[Coordinate labeling data]
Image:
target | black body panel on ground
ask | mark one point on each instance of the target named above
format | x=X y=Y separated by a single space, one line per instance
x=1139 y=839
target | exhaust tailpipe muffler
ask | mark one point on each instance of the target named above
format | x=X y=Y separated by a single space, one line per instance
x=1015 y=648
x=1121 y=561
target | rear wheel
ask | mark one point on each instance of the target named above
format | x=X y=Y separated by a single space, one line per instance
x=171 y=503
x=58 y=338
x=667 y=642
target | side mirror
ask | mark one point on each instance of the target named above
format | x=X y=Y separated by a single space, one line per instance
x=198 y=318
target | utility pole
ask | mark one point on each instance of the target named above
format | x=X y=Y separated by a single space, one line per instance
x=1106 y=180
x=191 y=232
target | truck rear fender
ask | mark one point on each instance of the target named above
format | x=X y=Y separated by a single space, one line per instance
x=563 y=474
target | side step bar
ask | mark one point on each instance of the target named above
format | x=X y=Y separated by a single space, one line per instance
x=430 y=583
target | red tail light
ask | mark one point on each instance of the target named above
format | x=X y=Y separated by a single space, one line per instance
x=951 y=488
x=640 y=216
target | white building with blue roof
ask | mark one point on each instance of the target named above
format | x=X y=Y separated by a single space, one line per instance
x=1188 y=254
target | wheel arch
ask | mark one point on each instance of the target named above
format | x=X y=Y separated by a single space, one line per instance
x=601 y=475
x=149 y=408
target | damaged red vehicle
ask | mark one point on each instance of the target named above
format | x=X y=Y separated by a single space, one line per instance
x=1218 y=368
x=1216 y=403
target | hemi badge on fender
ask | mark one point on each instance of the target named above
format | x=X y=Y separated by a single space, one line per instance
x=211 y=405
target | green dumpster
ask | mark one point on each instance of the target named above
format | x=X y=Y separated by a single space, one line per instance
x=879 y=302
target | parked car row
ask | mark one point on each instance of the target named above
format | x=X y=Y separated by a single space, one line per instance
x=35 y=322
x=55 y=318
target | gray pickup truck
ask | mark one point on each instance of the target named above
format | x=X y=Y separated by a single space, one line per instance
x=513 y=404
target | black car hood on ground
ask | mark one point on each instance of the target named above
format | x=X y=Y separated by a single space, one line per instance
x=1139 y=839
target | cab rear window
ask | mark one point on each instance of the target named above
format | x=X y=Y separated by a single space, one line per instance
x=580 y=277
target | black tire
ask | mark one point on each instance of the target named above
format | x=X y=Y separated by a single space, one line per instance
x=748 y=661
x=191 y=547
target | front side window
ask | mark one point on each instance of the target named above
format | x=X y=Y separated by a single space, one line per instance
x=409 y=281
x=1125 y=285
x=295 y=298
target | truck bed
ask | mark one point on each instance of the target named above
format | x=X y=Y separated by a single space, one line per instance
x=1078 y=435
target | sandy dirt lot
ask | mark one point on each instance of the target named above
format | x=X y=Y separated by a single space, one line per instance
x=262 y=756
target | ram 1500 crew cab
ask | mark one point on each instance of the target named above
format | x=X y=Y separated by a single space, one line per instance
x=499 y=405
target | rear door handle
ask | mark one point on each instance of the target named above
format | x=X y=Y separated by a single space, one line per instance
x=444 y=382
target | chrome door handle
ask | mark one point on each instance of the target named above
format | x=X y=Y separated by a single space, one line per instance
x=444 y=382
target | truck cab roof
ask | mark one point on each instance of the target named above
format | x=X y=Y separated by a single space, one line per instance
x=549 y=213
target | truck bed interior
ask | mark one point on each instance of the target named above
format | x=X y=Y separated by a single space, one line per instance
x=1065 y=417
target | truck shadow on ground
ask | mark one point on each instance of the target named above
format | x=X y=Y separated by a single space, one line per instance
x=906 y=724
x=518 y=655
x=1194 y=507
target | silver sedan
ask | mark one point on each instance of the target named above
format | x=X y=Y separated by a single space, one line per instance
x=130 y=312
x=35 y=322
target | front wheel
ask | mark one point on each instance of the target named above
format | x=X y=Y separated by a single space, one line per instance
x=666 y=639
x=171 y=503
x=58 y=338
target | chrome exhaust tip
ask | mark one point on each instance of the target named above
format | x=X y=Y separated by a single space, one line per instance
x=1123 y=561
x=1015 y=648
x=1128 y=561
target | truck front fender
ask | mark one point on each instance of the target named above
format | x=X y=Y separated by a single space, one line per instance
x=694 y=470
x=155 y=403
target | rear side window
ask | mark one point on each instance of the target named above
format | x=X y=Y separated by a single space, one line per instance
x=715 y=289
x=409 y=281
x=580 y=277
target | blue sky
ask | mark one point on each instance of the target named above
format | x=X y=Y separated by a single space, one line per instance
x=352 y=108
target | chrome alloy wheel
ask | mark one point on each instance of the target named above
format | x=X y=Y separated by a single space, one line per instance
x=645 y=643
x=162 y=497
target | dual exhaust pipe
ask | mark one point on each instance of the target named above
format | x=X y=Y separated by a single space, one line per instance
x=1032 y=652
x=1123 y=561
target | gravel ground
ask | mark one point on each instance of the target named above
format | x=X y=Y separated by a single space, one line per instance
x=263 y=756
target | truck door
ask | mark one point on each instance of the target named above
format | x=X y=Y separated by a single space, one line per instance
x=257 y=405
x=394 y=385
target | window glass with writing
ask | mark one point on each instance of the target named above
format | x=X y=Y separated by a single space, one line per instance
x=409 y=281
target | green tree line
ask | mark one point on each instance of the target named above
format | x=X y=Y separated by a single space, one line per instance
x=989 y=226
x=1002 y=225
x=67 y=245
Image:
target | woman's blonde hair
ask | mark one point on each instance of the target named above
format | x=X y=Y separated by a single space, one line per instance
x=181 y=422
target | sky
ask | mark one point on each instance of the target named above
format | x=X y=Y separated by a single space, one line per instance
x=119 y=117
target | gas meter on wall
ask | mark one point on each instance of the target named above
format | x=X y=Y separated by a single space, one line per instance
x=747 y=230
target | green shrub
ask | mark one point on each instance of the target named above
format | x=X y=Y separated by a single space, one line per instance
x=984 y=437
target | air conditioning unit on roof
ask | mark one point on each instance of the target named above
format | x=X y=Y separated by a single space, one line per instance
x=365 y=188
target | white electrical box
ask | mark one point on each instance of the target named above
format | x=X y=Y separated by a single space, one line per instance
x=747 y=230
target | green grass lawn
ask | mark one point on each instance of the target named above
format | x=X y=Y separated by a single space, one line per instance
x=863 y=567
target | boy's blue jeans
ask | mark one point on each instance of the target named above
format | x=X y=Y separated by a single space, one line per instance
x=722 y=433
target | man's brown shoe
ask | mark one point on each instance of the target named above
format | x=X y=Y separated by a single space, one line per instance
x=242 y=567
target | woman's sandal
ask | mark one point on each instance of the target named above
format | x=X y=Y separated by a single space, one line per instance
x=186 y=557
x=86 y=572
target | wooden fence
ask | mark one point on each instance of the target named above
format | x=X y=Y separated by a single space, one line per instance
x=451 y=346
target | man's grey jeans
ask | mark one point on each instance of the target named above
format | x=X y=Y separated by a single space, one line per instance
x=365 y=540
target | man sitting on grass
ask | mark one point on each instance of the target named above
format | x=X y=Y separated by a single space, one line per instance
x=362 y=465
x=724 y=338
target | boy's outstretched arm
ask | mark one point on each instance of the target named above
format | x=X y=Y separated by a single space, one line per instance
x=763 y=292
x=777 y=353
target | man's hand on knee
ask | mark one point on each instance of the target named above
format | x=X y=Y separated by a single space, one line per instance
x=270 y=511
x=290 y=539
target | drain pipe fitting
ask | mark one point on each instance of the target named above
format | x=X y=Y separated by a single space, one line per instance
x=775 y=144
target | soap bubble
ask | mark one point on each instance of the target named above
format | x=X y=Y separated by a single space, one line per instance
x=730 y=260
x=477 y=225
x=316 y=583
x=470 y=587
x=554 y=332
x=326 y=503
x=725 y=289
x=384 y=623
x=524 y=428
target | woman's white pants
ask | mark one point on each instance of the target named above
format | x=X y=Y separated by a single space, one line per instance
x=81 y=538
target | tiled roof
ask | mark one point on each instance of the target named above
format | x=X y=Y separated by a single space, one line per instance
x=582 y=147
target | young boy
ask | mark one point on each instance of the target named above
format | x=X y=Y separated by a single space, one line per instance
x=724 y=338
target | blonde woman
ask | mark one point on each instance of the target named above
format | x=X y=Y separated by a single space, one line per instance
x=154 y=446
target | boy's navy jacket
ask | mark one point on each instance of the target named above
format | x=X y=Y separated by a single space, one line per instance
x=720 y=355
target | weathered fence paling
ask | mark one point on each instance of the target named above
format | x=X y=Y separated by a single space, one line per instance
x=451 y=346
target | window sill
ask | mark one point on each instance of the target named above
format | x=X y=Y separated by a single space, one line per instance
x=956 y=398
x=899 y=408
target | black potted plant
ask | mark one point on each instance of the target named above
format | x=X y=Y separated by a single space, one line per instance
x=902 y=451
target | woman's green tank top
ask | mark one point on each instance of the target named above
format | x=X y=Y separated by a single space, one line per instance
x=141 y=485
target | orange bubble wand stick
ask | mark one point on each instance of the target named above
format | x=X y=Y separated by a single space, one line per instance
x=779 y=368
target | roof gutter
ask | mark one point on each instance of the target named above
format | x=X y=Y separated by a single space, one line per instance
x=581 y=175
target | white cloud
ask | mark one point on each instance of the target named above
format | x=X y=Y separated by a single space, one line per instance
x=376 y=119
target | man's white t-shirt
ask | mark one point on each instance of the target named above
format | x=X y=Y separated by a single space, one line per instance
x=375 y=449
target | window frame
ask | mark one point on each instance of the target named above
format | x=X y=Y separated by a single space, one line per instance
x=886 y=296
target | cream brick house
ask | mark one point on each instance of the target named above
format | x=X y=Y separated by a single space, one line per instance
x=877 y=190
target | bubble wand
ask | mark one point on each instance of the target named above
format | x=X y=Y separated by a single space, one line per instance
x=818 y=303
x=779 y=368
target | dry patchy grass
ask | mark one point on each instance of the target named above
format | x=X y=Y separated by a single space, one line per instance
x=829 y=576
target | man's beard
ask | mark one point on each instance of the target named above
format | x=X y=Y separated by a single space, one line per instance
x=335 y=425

PROBLEM STATEMENT:
Copy exactly the line containing "target | cream brick house" and every line after it, ending with the last line of the records above.

COMPLETE RESPONSE:
target | cream brick house
ask | mark one point on each instance of the target named above
format | x=X y=Y separated by a single space, one line per instance
x=877 y=190
target | bubble wand
ask | mark one point on each instance of the target named above
format | x=X y=Y separated by a single space, one line per instance
x=818 y=303
x=779 y=368
target | dry patchy grass
ask | mark one point on each instance of the target named above
format | x=X y=Y separated by a single space, one line per instance
x=829 y=576
target | man's beard
ask | mark one point on each instance of the target named above
format | x=X y=Y separated by a single space, one line per instance
x=335 y=425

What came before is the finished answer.